Please count the lines in the items below that contain the word "ceiling", and give only that number.

━━━ DATA FOR THE TASK

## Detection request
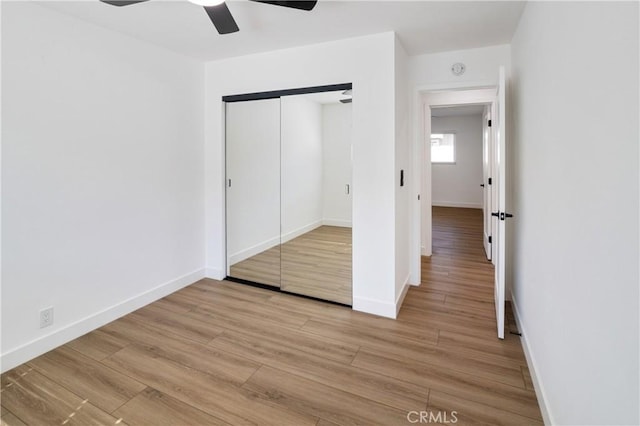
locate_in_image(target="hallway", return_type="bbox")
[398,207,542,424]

━━━━━━
━━━ DATA FOR THE TASK

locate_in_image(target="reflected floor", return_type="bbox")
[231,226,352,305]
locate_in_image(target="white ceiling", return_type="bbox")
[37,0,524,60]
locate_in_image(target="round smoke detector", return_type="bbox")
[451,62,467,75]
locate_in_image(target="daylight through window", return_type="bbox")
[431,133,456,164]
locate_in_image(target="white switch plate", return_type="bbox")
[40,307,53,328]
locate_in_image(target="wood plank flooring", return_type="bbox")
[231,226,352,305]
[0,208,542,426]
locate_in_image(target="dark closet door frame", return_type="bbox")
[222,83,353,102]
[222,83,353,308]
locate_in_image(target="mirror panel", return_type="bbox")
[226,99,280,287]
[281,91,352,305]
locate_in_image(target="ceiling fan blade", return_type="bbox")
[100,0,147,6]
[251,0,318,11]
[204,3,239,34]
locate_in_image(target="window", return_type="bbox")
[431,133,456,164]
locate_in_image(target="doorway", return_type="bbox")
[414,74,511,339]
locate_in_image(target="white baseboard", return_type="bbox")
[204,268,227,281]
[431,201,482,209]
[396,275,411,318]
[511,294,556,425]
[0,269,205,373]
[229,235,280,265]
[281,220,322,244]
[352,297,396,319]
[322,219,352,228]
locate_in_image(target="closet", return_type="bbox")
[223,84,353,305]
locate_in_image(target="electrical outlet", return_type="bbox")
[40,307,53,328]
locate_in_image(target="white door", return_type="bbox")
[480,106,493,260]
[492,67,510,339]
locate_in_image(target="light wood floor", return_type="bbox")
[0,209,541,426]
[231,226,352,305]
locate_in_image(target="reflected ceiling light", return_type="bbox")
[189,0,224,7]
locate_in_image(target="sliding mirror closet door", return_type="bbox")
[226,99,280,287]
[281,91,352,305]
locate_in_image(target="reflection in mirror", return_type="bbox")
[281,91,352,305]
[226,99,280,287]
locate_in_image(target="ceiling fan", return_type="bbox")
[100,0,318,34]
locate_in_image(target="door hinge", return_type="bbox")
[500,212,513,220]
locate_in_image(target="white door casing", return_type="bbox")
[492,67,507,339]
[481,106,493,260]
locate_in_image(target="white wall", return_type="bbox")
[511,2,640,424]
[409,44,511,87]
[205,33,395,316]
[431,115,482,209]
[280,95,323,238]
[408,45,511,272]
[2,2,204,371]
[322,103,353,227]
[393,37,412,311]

━━━━━━
━━━ DATA FOR THE TASK

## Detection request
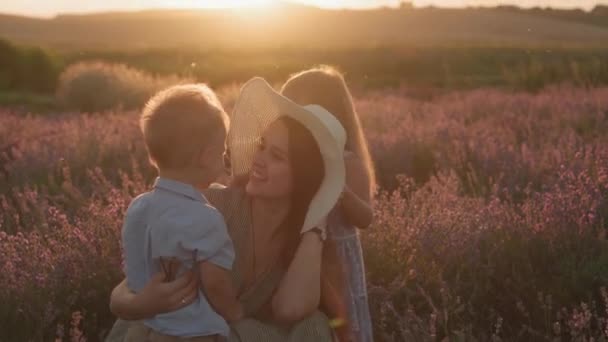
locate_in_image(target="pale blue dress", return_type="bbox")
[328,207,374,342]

━━━━━━

### WRITTEN RESPONSE
4